Copy the data below word for word, from the very start through the line that contains "x=170 y=334", counting that line too.
────────
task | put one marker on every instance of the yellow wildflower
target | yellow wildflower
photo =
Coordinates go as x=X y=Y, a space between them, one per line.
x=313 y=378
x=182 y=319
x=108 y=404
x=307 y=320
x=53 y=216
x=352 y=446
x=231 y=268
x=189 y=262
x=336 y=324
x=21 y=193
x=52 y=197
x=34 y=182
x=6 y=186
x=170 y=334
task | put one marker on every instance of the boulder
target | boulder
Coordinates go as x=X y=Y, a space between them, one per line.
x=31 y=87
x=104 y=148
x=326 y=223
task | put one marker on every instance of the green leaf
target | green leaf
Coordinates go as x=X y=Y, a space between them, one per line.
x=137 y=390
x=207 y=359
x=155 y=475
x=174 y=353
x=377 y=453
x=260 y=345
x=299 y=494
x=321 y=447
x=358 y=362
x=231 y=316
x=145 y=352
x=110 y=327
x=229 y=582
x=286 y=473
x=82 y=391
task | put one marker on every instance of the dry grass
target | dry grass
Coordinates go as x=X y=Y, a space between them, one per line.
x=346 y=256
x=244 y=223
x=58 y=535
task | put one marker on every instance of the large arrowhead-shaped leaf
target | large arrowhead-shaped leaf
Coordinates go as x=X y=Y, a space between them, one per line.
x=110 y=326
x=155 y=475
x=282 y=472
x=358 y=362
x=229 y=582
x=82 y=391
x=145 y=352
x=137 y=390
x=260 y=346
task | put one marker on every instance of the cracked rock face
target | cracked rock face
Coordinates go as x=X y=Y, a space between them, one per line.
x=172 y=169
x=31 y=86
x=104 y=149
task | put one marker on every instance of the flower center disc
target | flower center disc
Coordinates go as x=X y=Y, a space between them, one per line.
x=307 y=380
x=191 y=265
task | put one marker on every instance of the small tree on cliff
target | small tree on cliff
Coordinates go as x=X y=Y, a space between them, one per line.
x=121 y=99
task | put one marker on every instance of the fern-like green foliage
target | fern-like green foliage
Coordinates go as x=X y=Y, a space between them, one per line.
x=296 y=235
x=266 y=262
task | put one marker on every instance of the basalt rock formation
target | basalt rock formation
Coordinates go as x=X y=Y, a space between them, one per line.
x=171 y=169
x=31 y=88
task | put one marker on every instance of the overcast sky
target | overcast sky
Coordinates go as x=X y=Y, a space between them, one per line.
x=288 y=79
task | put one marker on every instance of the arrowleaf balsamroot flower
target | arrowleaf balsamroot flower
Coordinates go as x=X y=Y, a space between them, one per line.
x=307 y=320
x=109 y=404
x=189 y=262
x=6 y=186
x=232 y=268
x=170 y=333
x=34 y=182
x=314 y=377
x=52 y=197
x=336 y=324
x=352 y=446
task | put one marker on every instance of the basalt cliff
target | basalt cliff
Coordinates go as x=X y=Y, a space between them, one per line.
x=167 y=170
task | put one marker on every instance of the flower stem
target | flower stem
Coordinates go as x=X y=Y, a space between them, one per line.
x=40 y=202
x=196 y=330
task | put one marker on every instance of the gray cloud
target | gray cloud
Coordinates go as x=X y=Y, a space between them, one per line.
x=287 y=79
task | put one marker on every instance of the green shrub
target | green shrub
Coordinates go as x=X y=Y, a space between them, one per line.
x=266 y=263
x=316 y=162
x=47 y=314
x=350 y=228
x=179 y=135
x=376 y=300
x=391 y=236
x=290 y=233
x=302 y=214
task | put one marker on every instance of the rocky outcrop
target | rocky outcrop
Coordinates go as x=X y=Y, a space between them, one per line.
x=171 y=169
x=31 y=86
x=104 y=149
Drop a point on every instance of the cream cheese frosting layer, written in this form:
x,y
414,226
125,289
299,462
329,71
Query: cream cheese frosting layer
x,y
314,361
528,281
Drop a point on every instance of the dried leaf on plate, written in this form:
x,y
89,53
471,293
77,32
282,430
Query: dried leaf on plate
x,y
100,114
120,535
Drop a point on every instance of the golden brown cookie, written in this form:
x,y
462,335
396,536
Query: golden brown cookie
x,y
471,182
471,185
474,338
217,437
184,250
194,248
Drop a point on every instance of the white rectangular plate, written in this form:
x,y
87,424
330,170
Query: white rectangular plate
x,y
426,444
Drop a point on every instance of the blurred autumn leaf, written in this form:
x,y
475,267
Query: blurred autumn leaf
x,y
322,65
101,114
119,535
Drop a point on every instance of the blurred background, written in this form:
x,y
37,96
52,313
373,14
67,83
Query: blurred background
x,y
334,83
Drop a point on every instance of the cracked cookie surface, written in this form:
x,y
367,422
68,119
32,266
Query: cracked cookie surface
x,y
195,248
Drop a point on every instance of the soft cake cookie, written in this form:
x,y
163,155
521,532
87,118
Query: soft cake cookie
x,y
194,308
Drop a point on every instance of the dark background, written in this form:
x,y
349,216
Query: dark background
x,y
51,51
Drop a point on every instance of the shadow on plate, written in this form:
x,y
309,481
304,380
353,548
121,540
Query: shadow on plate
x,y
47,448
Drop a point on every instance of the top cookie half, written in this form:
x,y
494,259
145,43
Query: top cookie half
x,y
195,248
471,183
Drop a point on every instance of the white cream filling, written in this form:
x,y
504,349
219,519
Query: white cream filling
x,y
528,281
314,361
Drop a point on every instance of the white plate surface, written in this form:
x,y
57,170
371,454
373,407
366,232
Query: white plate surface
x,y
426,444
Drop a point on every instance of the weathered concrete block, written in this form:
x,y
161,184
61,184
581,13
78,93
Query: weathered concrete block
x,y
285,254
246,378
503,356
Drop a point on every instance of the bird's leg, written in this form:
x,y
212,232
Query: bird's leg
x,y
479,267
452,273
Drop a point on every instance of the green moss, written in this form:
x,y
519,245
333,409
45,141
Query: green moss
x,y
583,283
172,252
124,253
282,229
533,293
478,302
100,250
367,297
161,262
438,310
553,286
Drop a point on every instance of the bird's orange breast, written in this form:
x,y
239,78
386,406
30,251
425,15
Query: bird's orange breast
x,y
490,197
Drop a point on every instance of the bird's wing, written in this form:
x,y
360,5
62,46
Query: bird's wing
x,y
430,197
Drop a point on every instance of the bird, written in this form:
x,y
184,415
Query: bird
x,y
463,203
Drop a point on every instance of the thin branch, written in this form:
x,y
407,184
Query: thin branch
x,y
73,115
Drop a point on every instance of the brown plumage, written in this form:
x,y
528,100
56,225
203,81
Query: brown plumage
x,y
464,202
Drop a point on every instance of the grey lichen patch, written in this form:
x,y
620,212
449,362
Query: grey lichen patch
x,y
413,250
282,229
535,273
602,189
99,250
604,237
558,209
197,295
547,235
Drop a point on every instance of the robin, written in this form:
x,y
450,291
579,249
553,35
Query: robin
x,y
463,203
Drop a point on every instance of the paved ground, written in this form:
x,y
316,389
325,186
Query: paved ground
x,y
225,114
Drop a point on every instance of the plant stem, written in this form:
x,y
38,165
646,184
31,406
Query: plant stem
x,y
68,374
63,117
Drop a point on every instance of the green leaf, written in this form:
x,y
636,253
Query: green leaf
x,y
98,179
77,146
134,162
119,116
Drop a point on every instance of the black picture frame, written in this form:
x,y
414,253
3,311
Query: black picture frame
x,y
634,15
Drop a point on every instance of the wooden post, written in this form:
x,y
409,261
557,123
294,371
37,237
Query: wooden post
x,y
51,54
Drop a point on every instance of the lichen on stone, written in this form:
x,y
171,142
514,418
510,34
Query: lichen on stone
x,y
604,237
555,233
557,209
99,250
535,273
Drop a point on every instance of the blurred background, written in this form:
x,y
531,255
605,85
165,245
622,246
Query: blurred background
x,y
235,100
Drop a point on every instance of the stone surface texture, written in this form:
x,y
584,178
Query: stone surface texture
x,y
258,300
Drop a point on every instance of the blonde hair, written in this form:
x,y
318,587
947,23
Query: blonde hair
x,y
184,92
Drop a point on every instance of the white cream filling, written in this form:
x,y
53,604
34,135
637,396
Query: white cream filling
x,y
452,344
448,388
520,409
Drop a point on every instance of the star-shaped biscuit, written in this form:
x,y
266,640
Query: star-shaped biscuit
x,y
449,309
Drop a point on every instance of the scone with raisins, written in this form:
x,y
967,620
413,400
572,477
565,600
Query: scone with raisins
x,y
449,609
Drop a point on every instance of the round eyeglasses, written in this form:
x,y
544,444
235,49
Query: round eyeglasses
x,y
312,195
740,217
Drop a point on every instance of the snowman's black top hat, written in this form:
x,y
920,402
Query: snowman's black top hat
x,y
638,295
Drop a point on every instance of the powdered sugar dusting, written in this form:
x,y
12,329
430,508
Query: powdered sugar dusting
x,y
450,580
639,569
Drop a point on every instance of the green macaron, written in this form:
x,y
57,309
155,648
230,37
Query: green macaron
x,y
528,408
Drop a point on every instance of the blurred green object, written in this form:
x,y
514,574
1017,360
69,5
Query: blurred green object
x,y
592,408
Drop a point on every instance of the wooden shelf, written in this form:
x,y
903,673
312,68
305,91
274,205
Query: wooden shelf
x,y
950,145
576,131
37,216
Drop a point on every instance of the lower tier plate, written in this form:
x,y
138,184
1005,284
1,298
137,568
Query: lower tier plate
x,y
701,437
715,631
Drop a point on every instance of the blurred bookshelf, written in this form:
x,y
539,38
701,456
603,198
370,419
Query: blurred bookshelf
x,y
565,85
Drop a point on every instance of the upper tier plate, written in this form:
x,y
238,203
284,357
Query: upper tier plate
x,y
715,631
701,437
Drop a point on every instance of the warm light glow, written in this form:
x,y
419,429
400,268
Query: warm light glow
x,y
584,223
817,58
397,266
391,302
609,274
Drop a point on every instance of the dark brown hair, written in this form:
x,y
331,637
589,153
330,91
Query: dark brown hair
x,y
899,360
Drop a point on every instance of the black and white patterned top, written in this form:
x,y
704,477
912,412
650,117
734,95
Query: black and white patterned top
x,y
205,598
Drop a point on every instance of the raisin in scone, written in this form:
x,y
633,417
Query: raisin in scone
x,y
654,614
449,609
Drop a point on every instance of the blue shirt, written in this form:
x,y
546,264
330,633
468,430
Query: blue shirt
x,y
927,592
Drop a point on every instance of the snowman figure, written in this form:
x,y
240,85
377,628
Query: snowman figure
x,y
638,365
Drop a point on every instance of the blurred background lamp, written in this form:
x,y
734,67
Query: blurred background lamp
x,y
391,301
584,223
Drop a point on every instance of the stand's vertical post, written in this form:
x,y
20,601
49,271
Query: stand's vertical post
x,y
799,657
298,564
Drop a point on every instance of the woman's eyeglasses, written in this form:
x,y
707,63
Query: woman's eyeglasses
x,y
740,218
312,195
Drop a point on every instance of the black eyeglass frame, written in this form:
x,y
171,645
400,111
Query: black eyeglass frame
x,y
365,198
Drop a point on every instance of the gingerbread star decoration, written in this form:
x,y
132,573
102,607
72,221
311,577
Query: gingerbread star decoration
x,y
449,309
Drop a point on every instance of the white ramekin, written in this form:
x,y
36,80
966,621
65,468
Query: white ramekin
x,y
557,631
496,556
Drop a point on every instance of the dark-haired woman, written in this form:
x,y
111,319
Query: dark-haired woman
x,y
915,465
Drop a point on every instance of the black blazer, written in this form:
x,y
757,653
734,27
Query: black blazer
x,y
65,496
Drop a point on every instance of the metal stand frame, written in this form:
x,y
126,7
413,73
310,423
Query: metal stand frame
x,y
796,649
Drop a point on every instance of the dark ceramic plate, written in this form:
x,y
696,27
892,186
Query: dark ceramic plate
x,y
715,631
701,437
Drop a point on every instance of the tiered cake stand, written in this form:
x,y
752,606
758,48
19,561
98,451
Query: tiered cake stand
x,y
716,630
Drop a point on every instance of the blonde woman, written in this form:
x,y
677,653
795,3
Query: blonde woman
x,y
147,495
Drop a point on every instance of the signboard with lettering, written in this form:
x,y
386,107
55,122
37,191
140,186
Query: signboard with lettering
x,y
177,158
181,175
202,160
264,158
────────
SOLUTION TO THIS TASK:
task | put one marker on every instance of the yellow wildflower
target | yellow wildflower
photo =
Coordinates go as x=X y=Y, a space between them, one per line.
x=313 y=378
x=182 y=319
x=108 y=404
x=307 y=320
x=53 y=216
x=352 y=446
x=231 y=268
x=189 y=262
x=336 y=324
x=21 y=193
x=52 y=197
x=34 y=182
x=6 y=186
x=170 y=334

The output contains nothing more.